What the task requires:
Rescale the data starting at the line that has "Each instance of the white wall" and stopping after the line that has "POLYGON ((287 40, 265". Give only those lines, each one in full, with every outline coordinate multiplied by 2.5 and rounded to a whole number, halves rounding up.

(Contour annotation records)
>>>>>
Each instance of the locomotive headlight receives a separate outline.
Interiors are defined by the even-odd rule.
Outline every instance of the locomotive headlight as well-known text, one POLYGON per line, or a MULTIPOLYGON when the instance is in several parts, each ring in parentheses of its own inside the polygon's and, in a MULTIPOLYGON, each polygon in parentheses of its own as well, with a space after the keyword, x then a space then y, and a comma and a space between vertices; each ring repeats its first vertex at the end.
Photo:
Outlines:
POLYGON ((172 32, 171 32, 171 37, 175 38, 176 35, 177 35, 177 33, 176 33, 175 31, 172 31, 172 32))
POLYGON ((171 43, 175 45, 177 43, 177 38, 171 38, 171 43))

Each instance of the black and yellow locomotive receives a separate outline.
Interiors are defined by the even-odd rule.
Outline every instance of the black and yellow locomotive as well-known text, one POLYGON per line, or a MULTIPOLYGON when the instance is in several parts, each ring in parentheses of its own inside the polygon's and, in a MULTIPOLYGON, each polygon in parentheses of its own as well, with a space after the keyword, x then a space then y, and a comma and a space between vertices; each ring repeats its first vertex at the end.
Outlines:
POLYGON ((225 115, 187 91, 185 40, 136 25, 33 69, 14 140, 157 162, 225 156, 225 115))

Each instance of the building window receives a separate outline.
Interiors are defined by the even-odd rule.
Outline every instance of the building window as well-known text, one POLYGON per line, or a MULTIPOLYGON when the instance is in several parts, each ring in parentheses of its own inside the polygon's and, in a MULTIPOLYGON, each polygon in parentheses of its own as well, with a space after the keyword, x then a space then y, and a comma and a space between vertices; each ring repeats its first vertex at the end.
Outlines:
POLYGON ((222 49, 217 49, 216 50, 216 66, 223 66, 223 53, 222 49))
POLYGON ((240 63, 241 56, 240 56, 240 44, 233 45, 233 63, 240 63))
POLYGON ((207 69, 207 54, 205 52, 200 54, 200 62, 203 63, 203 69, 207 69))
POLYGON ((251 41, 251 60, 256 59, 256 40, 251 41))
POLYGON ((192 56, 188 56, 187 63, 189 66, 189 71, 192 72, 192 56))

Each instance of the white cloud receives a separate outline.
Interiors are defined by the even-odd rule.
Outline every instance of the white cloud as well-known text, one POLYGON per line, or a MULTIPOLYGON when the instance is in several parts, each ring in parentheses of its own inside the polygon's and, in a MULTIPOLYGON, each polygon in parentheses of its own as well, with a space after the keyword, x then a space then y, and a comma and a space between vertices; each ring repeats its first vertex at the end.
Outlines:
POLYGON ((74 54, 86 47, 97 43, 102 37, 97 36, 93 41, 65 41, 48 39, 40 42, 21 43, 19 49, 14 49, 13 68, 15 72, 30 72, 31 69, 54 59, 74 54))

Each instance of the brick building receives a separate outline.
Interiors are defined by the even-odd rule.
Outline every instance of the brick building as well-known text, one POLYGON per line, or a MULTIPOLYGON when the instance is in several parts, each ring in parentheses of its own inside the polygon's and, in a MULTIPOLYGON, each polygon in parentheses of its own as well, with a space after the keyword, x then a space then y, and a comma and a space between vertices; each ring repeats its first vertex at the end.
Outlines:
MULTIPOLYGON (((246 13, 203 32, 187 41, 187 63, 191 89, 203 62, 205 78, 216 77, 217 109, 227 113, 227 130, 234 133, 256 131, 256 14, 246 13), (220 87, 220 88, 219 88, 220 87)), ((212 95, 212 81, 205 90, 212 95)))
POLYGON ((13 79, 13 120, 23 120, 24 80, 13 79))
<<<<<
>>>>>
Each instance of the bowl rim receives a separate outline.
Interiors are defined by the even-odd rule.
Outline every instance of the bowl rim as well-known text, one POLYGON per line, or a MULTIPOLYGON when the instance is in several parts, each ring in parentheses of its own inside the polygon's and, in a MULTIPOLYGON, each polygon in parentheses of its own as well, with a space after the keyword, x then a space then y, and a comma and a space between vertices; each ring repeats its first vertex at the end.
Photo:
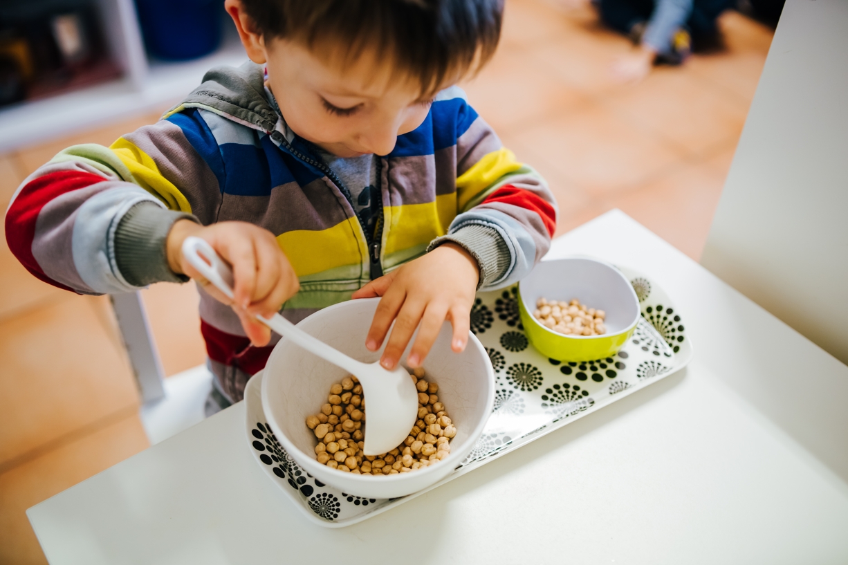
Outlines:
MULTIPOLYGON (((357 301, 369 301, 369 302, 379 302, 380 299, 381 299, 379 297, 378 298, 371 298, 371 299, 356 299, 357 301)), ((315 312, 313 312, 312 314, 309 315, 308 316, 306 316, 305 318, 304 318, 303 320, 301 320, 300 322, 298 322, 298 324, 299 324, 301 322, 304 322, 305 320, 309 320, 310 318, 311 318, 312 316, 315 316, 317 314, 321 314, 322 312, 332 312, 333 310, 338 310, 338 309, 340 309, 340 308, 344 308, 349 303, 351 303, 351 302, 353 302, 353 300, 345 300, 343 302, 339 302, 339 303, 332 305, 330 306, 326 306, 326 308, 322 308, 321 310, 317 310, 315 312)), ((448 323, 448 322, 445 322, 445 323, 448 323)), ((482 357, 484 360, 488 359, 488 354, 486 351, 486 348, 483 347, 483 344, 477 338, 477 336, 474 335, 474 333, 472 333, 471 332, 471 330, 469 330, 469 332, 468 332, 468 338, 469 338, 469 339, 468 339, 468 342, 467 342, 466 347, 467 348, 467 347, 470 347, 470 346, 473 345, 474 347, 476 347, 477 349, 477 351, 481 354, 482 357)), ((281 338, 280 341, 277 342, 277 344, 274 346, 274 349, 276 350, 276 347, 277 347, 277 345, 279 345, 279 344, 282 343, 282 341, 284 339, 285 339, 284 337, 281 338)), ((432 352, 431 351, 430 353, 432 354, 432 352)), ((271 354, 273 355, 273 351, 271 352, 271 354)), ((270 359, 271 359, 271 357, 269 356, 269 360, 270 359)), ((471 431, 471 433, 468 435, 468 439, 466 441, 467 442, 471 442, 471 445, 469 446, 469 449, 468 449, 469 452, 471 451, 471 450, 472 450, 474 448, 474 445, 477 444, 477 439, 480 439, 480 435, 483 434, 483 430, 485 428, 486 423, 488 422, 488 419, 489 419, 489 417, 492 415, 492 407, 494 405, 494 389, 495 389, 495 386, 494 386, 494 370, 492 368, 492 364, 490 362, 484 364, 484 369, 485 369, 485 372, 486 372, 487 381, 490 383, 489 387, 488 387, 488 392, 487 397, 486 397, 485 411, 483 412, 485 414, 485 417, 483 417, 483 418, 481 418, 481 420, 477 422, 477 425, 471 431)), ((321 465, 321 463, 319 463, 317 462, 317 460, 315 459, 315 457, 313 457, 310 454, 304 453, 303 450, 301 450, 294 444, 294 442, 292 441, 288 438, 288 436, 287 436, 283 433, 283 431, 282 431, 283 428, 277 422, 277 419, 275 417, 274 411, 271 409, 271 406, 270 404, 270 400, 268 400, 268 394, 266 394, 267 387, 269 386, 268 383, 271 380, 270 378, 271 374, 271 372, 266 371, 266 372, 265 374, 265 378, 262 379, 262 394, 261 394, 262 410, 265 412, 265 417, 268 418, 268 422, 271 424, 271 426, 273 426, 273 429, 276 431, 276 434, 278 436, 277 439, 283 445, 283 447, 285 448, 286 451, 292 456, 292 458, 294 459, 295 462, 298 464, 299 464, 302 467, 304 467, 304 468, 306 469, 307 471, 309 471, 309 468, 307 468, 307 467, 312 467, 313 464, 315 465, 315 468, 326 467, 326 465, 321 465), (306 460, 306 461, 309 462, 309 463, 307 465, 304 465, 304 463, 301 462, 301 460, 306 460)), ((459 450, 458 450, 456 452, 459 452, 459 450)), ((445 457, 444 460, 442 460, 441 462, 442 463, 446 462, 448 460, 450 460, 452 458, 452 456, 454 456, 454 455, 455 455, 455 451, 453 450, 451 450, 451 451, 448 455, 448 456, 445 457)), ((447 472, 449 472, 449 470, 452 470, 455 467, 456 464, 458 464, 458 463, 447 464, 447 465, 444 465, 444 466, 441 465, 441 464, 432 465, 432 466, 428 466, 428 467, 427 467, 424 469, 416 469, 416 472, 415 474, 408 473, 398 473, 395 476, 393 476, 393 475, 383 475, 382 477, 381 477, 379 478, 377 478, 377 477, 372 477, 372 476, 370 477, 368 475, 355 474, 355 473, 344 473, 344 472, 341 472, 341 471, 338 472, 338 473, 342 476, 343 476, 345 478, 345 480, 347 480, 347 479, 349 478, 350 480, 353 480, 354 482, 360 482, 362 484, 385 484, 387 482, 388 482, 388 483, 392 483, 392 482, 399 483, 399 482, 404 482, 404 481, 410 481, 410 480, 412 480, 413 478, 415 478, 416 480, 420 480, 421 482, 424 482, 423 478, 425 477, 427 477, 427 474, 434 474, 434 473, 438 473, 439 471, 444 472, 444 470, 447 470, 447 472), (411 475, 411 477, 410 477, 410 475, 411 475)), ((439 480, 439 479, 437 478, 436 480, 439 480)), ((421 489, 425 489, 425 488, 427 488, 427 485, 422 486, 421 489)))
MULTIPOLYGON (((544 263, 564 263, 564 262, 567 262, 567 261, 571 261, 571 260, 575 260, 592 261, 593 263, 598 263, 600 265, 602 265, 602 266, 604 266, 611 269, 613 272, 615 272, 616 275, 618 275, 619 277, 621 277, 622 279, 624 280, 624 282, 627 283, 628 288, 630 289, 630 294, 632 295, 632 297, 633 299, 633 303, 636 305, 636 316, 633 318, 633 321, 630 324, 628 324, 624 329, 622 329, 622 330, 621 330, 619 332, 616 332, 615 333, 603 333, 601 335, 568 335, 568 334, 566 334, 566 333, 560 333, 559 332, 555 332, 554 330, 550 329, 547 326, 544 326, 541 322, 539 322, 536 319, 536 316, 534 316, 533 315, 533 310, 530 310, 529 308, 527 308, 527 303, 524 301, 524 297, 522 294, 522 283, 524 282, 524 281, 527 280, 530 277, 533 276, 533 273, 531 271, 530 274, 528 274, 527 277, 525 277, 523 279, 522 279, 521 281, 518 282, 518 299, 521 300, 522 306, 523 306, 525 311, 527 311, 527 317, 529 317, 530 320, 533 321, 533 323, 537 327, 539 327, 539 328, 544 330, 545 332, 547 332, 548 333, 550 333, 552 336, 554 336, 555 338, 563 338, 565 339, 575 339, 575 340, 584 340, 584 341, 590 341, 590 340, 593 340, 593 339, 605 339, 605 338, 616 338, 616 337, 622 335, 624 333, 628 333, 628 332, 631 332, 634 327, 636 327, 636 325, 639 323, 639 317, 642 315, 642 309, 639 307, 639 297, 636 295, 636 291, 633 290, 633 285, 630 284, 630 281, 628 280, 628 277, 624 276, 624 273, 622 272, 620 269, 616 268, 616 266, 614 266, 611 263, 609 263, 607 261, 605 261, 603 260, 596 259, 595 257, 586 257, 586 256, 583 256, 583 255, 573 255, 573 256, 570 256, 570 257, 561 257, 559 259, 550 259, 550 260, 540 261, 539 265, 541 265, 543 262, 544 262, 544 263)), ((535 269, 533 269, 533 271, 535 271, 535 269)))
<<<<<
>>>>>
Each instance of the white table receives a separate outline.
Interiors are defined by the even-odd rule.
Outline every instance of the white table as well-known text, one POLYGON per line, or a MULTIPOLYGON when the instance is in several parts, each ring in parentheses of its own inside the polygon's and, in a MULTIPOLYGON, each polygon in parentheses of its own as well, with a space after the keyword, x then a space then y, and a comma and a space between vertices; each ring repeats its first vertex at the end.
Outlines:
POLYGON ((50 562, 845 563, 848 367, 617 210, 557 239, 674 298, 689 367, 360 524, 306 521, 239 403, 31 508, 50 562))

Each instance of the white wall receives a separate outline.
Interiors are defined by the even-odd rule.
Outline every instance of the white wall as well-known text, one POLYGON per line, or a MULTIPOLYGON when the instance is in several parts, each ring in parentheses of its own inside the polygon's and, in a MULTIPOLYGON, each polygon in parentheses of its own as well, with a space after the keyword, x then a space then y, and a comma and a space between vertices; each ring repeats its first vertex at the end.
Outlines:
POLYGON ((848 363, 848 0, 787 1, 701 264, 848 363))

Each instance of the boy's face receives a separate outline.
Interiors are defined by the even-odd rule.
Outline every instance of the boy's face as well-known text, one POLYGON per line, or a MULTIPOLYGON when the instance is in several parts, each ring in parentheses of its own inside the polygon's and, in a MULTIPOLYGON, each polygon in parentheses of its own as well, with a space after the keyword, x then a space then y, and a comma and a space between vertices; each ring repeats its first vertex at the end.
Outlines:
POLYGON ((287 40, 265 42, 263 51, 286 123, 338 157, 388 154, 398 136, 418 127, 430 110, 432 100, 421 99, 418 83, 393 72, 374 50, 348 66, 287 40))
<<<<<
Reply to the task:
Each instance of the white wall receives a separate outline.
Interiors are defined by the even-odd rule.
Outline every instance of the white wall as well-known text, one POLYGON per line, or a MULTIPOLYGON when the instance is in several parts, each ring in parentheses of its own inside the polygon's and, in a MULTIPOLYGON, each polygon in parentheses of its own as well, with a space after the keyword, x then a space then y, and a comma and a space between vertices; each ring repeats its first vertex at the end.
Outlines:
POLYGON ((2120 908, 2120 0, 1968 3, 1753 660, 2120 908))

Each instance of the boy's face receives a separate outline.
Interiors are defined by the even-odd rule.
Outline every instance of the boy's face as well-known text, one POLYGON per line, or a MULTIPOLYGON when the instance is in several parts, each ring in parentheses of its own inside the polygon's and, in a MULTIPOLYGON, each polygon in parentheses of its own as well, with a space after the keyword, x then a space then y, and a comma and a space between vertices; each ring repeats its first vertex at the end.
Outlines:
POLYGON ((718 100, 663 105, 658 128, 715 308, 845 393, 970 385, 995 340, 1045 318, 1075 275, 1080 250, 1053 248, 1045 208, 983 180, 935 125, 870 165, 718 100))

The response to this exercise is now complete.